Work request = Each line that includes "hand" must be copied from the records.

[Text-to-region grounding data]
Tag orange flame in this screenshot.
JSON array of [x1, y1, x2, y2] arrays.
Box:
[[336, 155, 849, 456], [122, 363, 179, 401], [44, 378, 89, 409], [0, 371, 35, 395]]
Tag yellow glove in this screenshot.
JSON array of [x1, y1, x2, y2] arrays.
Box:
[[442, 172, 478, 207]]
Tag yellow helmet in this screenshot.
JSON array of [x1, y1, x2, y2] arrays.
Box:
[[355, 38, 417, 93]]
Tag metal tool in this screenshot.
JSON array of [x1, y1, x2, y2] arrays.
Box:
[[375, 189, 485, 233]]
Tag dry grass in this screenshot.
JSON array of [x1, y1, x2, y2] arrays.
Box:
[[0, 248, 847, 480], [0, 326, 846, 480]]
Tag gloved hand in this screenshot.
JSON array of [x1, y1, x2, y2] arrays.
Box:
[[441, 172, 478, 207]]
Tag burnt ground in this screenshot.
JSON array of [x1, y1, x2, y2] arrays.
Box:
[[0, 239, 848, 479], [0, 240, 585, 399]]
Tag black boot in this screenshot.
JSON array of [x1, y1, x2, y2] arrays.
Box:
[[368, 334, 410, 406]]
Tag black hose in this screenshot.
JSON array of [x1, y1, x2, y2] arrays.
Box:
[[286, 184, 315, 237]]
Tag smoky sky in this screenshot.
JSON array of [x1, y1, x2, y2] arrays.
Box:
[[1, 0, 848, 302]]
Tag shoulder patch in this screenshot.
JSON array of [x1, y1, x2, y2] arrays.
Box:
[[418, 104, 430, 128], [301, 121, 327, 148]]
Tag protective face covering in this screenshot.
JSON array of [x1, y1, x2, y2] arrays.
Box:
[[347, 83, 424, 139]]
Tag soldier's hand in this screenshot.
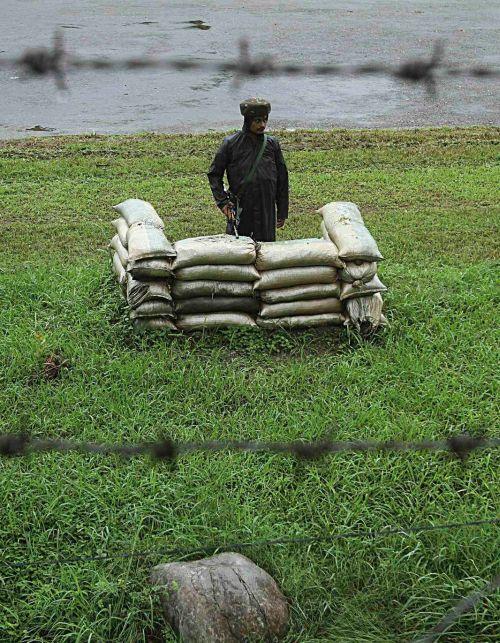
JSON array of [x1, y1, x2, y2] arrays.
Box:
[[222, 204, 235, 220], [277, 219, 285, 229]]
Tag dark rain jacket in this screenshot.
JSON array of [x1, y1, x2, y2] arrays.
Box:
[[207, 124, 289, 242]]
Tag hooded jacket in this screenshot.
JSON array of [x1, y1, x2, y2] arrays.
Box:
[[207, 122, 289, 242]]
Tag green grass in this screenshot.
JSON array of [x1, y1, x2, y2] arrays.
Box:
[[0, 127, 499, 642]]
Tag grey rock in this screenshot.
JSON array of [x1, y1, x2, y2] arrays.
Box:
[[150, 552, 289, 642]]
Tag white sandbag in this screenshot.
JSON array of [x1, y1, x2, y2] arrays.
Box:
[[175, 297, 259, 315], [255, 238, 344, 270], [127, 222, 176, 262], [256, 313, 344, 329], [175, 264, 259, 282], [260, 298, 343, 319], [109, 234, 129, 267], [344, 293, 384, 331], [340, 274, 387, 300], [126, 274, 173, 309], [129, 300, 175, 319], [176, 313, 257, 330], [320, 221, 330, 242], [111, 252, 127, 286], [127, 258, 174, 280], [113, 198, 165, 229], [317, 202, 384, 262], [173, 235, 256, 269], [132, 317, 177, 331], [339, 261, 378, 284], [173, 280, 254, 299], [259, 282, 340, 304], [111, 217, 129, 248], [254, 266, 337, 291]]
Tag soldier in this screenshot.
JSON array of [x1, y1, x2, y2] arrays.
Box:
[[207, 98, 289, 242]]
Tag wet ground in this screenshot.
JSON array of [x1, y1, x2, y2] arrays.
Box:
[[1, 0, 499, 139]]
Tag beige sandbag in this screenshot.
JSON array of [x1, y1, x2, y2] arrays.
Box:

---

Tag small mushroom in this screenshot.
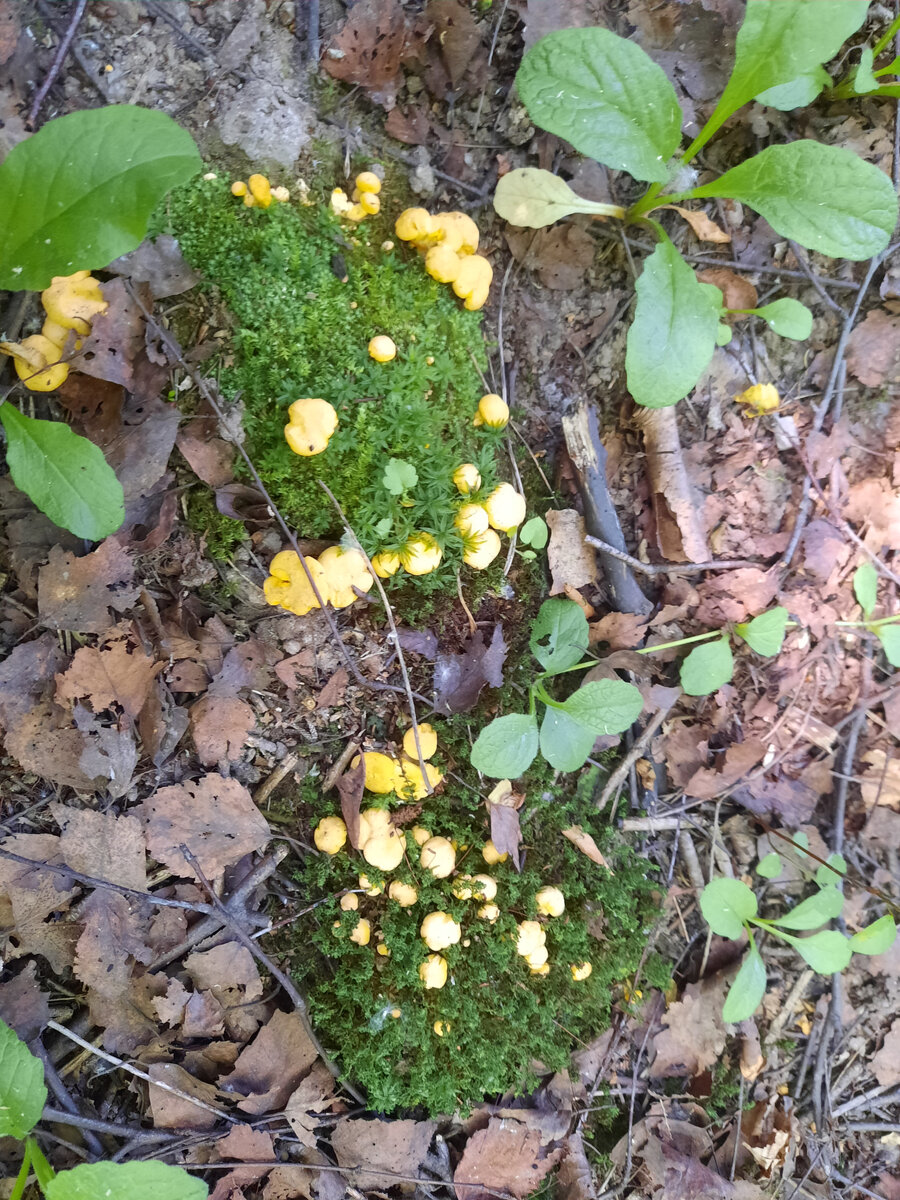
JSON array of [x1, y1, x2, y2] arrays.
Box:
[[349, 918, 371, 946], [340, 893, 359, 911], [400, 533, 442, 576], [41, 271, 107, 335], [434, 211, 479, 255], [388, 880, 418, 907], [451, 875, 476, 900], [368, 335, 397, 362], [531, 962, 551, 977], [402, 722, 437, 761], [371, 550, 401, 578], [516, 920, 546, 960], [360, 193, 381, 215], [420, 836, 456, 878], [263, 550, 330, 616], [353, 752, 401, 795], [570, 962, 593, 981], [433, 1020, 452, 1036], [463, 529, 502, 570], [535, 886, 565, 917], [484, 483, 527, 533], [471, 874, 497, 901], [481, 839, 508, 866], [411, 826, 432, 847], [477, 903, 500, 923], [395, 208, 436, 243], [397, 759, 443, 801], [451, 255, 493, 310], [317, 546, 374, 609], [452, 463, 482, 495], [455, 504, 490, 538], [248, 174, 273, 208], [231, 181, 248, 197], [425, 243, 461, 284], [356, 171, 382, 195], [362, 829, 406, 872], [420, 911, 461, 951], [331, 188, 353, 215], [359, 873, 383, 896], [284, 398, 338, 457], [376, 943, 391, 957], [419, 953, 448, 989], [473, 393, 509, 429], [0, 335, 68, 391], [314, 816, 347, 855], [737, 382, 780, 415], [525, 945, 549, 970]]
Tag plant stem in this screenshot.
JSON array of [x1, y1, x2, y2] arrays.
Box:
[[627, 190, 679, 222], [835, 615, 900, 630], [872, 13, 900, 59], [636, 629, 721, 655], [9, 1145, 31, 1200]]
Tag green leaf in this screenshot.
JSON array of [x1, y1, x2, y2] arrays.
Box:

Output of the exercise =
Tag gloved hand in this screenshot.
Tag soldier's hand in this screenshot.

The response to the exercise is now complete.